- [Problem details] Output the passage of the health insurance media release verbatim, beginning at the words "Early election message: consumers" and stopping after "Health Forum says.".

- [Text block]
┌────────
Early election message: consumers show they want health insurance they can value

Health consumers have shown overwhelmingly that they want a health insurance system they can understand, value and trust, the Consumers Health Forum says.

“The MyCover plan for simpler, easily comparable health fund policies proposed by the Consumers Health Forum has drawn 94 per cent support in a petition survey independently conducted by One Big Switch,” the CEO of CHF, Leanne Wells, said today.

“And no wonder more than 90 per cent of the 40,000 people who responded to the survey said they found it difficult to compare health fund policies. Consumers have to navigate their way through so much complex and confusing detail that the idea of comparing policies to get a better deal often seems futile.

“The Consumers Health Forum has proposed to the Government that the health insurance rebate should be withdrawn from those policies which fail to meet set consumer-friendly standards of simplicity and comparability. These standards should be designed by industry, government, clinician and consumer groups.

“With an early election now possible, we hope the Government will take steps to implement reforms to require health insurance deliver a better deal for consumers. At the moment, the widespread view is that health insurance is a burden that is costing more and delivering less to taxpayers and consumers.

“Health insurance receives exceptional Government assistance in the form of the $6 billion a year taxpayer-financed rebate and a myriad of carrot and stick regulations to coax people to take out insurance.

“For the past 15 years consumers have had to pay premiums rising at more than double the inflation rate. While families and individuals struggle to keep up their payments, the private health sector experiences buoyant results.

“It is important that MyCover is accompanied by arrangements where consumers and referring GPs have greater visibility on the fees and performance of hospitals and specialists. A more transparent system would result in more informed decisions about referrals and treatments, as well as drive greater competition and scrutiny of health system costs.

“The baffling nature of private health insurance has been highlighted by the Australian Medical Association’s recent report card on the subject.

“The intricacy of varying benefit levels offered by health funds, the confusing 75 per cent Medicare benefit rate and the uncertainty about whether the patient will pay a gap, no gap or a “known” gap, make for a maze of knowns and unknowns. And that’s before widely varying doctors’ fees are accounted for.

“The result can mean differences in the order of more than a thousand dollars in what insured patients may have to pay out of pocket for the same operation.

“The AMA report recommends that consumers ask their medical practitioner for an estimate regarding the cost of their treatment and any prosthesis, including Medicare item numbers, then to contact their health fund to find out what they may face in out of pocket costs.

“That places unreasonable demands on consumers to deal with such complicated matters at a time of high anxiety about a forthcoming operation, if indeed they have the time and ability to do so.

“Imposing stronger requirements on the health funds to develop simpler, comparable policies, will drive a more transparent and accountable system,” Ms Wells said.
└────────
- [Provided material]
┌────────
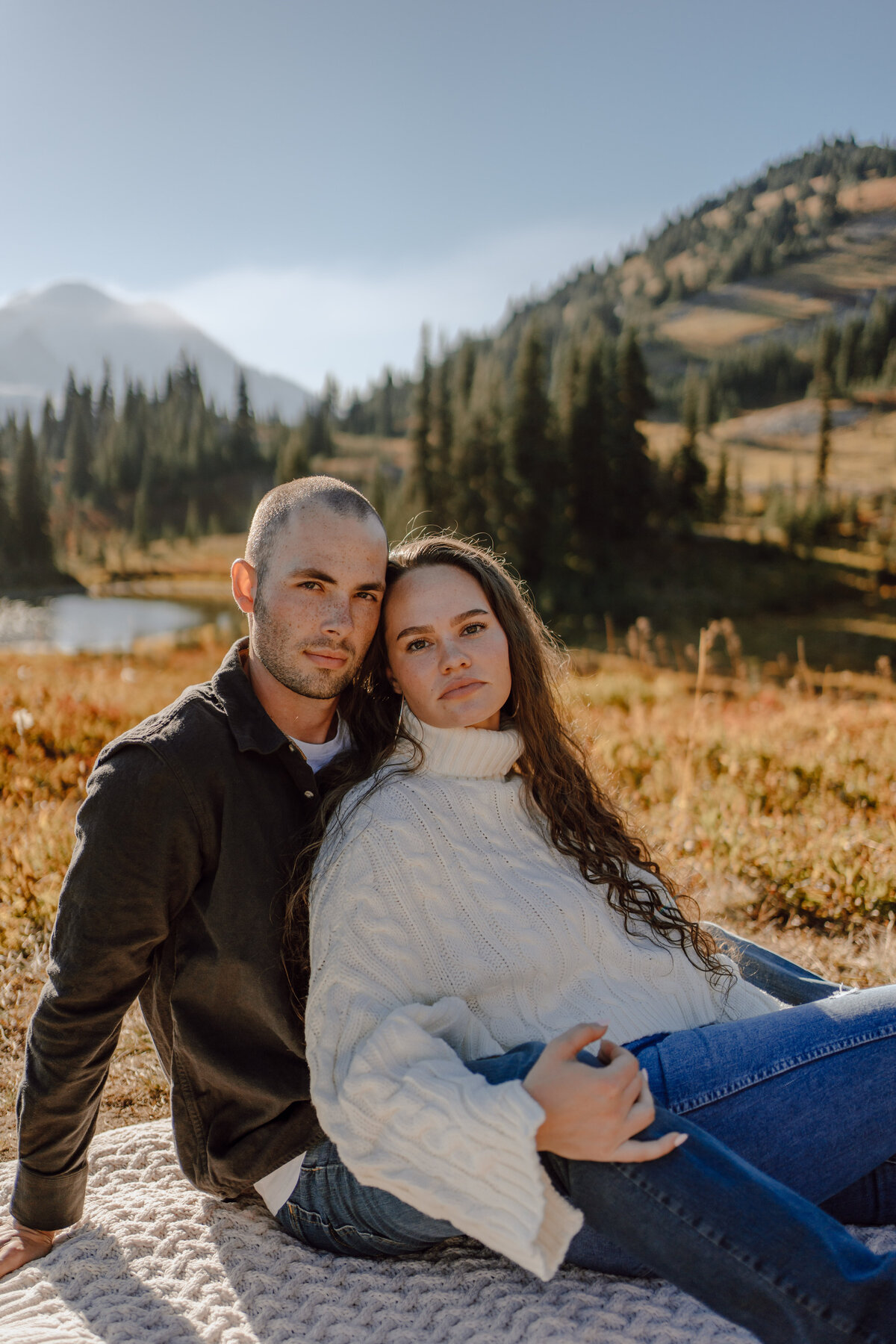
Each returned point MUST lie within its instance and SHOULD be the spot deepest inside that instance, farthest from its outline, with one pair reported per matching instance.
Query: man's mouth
(327, 658)
(461, 688)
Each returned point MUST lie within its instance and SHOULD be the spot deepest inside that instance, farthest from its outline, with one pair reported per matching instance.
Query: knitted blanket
(156, 1263)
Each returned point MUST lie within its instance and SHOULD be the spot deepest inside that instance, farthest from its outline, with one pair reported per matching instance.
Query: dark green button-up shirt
(175, 894)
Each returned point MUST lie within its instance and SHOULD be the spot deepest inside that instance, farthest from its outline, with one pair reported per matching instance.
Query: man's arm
(137, 858)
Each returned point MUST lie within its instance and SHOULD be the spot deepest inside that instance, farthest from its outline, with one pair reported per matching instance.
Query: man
(180, 871)
(175, 895)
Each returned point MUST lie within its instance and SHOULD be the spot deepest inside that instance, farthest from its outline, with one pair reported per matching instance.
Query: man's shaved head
(277, 507)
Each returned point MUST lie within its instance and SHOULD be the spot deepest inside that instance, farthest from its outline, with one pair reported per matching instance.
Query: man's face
(316, 609)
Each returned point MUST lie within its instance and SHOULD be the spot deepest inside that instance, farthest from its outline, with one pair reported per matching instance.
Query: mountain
(77, 327)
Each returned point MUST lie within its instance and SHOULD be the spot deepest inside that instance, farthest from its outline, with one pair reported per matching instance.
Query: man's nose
(337, 618)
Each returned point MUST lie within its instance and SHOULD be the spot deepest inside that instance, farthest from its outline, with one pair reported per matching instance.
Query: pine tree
(719, 495)
(34, 547)
(632, 376)
(585, 436)
(442, 437)
(532, 458)
(421, 432)
(7, 527)
(78, 453)
(386, 408)
(824, 430)
(688, 470)
(49, 435)
(625, 450)
(243, 440)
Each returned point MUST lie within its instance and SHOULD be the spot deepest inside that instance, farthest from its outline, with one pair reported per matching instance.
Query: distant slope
(77, 327)
(806, 241)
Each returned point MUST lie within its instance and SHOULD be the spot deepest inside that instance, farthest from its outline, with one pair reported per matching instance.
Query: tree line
(163, 463)
(553, 470)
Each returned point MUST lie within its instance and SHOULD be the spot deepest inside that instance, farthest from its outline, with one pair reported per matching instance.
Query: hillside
(808, 241)
(78, 329)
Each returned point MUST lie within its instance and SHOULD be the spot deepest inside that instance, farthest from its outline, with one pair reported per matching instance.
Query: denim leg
(806, 1095)
(739, 1241)
(332, 1211)
(778, 976)
(702, 1216)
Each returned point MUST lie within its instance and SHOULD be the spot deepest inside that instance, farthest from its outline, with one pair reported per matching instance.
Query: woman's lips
(462, 688)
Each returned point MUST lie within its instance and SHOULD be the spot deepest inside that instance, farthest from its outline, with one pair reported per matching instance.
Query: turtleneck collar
(465, 753)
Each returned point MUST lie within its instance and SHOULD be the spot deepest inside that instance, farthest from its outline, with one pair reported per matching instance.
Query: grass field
(777, 809)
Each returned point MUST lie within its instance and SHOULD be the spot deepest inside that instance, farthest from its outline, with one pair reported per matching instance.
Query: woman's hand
(591, 1115)
(20, 1245)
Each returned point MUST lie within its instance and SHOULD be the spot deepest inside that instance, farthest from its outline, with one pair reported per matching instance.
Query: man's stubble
(274, 648)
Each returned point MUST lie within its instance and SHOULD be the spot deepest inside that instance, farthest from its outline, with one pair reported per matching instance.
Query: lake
(77, 623)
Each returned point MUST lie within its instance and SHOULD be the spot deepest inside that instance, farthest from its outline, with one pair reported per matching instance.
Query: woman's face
(447, 652)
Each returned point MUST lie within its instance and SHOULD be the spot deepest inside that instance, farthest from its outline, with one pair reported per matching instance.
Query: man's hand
(593, 1113)
(19, 1245)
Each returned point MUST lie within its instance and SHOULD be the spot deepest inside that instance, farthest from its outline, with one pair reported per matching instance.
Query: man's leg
(768, 971)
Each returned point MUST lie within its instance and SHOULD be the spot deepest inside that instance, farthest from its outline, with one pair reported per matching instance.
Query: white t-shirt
(280, 1184)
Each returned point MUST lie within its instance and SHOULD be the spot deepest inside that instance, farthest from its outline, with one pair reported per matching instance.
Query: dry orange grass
(786, 824)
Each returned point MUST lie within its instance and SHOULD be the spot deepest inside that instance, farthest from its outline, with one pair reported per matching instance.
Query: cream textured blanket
(156, 1263)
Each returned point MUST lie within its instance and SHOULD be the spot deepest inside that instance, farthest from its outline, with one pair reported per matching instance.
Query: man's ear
(243, 578)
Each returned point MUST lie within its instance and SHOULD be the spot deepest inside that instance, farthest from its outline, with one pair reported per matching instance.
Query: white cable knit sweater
(445, 927)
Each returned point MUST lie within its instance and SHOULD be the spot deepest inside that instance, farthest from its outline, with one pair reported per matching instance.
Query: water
(75, 623)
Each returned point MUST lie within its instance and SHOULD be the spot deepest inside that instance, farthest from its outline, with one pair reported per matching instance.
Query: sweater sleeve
(388, 1083)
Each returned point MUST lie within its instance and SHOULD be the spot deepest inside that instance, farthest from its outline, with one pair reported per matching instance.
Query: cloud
(305, 322)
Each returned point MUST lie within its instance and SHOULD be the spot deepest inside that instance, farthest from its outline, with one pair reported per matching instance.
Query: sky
(311, 181)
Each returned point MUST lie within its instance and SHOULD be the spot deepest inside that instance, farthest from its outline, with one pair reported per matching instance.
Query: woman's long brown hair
(558, 785)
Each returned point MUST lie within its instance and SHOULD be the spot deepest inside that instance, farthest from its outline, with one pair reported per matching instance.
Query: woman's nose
(453, 658)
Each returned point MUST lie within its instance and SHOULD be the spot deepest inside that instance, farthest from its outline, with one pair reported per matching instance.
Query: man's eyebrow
(312, 574)
(371, 586)
(455, 620)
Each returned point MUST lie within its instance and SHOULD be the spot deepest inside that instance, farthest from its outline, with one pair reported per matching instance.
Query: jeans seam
(785, 1066)
(743, 1258)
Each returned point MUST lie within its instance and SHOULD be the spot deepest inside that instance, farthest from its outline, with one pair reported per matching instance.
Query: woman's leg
(806, 1095)
(702, 1216)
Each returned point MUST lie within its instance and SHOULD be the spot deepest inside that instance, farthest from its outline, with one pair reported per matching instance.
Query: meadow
(773, 801)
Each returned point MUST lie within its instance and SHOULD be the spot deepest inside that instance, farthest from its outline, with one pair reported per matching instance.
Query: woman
(474, 898)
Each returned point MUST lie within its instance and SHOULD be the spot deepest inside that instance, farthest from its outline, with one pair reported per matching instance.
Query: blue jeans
(791, 1121)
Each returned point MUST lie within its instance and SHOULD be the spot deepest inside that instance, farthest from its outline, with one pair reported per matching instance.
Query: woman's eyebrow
(414, 629)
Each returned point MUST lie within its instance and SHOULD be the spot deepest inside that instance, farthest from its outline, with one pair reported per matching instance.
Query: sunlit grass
(783, 826)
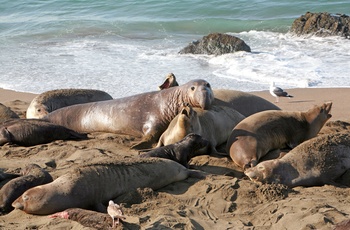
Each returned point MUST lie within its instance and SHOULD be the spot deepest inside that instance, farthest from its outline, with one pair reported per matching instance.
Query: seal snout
(18, 204)
(251, 173)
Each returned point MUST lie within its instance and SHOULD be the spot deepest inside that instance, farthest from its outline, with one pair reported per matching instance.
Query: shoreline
(224, 199)
(304, 99)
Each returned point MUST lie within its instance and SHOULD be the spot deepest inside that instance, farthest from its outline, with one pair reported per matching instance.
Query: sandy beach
(225, 199)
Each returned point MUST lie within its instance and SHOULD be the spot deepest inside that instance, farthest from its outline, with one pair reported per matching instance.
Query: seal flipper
(197, 174)
(145, 143)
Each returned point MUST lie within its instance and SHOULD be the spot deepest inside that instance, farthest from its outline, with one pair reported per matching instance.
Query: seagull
(278, 92)
(115, 212)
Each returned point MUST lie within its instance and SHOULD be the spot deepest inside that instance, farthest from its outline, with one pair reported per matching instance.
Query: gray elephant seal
(214, 125)
(182, 151)
(262, 132)
(109, 180)
(51, 100)
(6, 114)
(318, 161)
(144, 115)
(28, 132)
(32, 175)
(245, 103)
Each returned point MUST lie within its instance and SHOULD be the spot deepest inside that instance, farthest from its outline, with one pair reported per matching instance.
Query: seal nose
(251, 174)
(18, 205)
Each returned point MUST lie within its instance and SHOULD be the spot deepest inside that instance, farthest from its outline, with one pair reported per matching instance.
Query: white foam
(123, 66)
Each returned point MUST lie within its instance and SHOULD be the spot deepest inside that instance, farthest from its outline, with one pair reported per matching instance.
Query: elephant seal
(115, 211)
(28, 132)
(278, 92)
(245, 103)
(51, 100)
(262, 132)
(170, 81)
(214, 125)
(6, 114)
(32, 175)
(144, 115)
(315, 162)
(181, 151)
(95, 184)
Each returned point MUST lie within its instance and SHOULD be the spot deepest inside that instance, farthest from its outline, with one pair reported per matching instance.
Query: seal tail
(77, 136)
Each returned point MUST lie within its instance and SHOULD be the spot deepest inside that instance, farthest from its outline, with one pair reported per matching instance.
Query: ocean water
(128, 47)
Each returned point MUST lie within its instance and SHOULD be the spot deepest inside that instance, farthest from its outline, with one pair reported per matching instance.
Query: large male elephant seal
(32, 175)
(51, 100)
(6, 114)
(145, 115)
(262, 132)
(92, 185)
(28, 132)
(214, 125)
(245, 103)
(182, 151)
(318, 161)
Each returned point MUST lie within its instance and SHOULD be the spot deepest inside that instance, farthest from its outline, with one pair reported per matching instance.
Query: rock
(322, 24)
(217, 44)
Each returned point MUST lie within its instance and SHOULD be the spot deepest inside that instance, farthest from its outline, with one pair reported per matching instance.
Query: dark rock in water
(217, 44)
(322, 24)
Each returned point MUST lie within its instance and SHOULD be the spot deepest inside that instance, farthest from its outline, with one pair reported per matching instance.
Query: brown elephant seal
(245, 103)
(6, 114)
(51, 100)
(95, 184)
(7, 176)
(262, 132)
(32, 175)
(145, 115)
(182, 151)
(28, 132)
(87, 218)
(170, 81)
(315, 162)
(214, 125)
└────────
- [Response to the task]
Early election message: consumers show they want health insurance they can value

Health consumers have shown overwhelmingly that they want a health insurance system they can understand, value and trust, the Consumers Health Forum says.